(Data pulled from a collection)
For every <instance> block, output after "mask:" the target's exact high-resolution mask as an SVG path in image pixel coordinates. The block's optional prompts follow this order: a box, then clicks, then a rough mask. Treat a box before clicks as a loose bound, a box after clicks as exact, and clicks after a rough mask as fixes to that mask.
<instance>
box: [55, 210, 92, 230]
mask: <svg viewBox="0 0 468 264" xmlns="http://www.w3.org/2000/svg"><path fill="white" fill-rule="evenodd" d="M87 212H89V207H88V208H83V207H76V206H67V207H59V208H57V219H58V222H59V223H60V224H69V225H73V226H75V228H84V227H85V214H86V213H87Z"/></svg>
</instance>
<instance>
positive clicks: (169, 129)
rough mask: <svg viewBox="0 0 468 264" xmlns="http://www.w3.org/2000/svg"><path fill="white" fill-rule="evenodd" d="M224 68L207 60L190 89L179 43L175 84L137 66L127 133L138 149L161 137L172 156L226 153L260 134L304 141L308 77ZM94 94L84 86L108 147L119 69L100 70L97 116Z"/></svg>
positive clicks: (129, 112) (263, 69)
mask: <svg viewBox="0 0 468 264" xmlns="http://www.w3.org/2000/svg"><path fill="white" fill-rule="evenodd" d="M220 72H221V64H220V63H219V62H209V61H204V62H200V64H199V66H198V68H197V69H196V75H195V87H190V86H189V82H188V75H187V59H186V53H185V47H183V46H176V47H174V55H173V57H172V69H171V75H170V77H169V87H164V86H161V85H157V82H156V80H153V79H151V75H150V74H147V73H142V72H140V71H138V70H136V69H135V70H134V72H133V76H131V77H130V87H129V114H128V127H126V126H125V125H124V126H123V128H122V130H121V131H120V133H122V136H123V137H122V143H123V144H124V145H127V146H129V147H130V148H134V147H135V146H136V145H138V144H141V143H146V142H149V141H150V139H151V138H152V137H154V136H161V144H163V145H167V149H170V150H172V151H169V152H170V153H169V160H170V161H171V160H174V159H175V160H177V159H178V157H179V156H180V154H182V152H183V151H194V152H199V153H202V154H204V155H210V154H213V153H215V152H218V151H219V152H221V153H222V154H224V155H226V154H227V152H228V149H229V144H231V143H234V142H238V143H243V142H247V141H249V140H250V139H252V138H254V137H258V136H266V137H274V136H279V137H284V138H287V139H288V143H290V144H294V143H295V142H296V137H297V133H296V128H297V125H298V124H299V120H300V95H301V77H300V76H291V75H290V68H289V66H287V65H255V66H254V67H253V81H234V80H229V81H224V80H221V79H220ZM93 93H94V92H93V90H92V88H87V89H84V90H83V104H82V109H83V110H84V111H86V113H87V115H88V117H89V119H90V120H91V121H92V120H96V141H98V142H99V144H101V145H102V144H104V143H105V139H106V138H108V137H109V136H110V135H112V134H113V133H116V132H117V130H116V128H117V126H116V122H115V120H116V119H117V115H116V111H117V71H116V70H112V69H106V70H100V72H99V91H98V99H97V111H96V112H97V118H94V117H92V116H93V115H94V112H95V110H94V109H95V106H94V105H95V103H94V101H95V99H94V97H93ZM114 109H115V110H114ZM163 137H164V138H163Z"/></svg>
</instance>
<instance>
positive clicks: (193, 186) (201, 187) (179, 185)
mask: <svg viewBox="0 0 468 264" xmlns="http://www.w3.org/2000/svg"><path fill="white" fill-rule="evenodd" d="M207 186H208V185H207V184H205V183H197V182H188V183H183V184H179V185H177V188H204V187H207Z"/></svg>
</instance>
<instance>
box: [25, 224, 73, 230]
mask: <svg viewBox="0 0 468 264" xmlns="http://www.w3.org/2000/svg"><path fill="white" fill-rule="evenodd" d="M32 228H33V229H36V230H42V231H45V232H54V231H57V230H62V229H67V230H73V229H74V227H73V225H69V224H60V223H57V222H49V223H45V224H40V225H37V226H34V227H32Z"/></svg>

**To do:** Copy out the part of the listing that runs from its first line through the line containing "box: [55, 210, 92, 230]", reproducing it word for word.

**Solution for this exercise:**
For every <instance> block, output after "mask:" the target's exact high-resolution mask as an SVG path in image pixel coordinates. The block's optional prompts follow this order: a box, then clicks, then a rough mask. Treat a box before clicks as a loose bound, a box after clicks as exact, and clicks after a rough mask as fixes to that mask.
<instance>
box: [55, 210, 92, 230]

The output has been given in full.